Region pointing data
• • • •

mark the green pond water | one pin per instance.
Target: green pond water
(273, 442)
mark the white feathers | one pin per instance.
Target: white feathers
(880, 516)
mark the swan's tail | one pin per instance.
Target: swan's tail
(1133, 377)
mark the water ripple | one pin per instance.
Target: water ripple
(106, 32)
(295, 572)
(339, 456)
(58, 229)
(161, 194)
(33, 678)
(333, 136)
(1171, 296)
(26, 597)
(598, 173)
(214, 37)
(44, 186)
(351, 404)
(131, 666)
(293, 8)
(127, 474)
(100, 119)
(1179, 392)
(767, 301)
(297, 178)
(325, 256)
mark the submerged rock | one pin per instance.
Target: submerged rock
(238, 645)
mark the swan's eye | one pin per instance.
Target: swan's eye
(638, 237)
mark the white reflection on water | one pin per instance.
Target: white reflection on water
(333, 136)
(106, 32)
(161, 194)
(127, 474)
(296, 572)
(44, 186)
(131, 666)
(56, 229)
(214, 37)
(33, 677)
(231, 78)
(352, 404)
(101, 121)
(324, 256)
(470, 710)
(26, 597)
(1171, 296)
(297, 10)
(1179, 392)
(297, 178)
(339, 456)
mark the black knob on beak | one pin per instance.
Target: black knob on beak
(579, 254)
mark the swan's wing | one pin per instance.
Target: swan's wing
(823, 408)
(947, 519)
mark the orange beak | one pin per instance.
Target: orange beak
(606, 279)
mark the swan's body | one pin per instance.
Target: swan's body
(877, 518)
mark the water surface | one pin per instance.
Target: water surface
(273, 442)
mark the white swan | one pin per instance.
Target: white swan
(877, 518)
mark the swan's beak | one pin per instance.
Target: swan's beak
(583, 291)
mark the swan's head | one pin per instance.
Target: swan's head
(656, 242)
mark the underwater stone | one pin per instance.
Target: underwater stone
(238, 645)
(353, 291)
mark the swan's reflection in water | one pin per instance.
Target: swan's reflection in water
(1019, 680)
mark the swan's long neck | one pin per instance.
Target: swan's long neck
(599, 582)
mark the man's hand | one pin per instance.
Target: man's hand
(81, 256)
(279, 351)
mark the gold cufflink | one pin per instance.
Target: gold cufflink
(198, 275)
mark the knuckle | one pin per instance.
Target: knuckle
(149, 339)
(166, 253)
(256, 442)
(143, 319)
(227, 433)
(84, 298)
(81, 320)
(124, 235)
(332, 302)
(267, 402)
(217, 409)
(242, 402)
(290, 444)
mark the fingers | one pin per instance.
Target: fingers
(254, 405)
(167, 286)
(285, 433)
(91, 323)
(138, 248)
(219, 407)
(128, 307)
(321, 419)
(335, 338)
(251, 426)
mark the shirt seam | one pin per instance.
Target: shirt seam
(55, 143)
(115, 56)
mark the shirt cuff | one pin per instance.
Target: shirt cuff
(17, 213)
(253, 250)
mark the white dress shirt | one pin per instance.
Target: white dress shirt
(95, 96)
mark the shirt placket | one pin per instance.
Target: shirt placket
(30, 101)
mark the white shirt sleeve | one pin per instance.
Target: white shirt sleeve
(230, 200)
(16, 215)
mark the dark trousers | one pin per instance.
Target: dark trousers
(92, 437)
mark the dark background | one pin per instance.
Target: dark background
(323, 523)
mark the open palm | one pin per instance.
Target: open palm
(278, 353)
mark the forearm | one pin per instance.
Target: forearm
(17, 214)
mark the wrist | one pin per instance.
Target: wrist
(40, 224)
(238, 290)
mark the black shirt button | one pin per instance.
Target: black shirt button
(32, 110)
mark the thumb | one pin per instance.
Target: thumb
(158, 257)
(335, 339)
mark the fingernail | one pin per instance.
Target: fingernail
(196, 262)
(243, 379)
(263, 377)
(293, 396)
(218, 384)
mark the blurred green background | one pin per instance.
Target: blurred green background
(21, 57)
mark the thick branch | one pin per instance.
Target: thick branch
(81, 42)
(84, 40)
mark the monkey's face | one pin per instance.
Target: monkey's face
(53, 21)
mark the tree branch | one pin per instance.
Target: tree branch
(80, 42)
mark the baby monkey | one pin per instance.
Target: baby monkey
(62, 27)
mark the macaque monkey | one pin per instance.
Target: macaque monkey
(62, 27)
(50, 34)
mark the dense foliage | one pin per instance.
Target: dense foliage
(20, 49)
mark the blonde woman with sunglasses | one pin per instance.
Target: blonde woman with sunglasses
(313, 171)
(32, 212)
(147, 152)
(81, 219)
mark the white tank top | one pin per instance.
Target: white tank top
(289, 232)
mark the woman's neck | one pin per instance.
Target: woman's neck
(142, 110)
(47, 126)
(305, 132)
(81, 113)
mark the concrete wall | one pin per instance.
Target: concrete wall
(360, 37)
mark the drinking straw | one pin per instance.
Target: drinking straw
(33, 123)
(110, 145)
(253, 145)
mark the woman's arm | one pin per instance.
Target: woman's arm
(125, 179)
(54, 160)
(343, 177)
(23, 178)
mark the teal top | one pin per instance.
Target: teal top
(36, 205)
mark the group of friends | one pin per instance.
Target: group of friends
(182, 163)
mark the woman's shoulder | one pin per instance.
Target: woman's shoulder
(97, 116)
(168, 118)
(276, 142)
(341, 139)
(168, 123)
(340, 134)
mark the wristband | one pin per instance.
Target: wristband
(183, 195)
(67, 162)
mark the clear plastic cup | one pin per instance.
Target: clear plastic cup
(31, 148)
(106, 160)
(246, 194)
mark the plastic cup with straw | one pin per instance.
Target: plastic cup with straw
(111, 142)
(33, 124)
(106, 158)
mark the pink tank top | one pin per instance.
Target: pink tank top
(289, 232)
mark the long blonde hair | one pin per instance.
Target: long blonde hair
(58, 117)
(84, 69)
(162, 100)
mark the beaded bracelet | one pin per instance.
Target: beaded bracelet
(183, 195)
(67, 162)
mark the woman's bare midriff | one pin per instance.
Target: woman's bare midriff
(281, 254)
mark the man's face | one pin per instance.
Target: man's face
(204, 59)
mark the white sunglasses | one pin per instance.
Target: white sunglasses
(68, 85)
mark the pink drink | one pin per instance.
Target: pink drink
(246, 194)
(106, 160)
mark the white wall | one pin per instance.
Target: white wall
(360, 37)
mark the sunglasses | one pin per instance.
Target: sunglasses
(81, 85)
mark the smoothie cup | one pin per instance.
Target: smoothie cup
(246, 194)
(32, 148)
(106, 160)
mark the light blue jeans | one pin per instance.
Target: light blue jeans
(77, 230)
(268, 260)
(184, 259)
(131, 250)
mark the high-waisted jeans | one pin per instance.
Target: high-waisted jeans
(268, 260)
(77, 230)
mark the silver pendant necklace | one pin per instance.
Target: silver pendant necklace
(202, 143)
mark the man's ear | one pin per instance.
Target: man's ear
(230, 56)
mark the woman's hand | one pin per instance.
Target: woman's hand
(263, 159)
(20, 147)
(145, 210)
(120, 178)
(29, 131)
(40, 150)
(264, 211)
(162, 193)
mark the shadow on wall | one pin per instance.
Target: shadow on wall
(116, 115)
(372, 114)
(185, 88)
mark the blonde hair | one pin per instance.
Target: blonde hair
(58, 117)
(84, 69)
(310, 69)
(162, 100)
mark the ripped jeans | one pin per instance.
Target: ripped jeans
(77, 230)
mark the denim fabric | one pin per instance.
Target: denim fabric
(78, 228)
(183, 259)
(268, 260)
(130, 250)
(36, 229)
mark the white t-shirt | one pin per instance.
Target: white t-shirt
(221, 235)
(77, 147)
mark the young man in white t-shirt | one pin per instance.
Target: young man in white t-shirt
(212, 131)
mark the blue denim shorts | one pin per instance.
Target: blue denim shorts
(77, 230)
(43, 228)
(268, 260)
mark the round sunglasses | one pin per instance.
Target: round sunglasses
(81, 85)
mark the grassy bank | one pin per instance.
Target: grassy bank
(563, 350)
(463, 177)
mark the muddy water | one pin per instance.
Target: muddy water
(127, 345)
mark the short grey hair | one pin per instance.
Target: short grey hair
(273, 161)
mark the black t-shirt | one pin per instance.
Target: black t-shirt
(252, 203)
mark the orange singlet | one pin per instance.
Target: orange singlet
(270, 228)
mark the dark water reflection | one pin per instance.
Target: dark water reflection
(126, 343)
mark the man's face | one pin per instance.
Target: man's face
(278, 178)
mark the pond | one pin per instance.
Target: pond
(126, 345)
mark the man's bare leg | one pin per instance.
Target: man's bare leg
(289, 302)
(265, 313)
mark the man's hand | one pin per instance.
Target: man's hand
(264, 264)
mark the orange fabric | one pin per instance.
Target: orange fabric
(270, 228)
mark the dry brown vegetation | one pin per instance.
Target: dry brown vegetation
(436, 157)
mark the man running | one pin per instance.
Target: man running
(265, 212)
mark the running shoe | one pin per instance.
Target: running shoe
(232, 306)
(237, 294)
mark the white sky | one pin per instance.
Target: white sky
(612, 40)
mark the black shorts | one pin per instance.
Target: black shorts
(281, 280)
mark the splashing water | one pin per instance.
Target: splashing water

• • • •

What to do. The word "splashing" appears in some lines of the records. Please work out how many and reply with that number only.

Response to the exercise. 2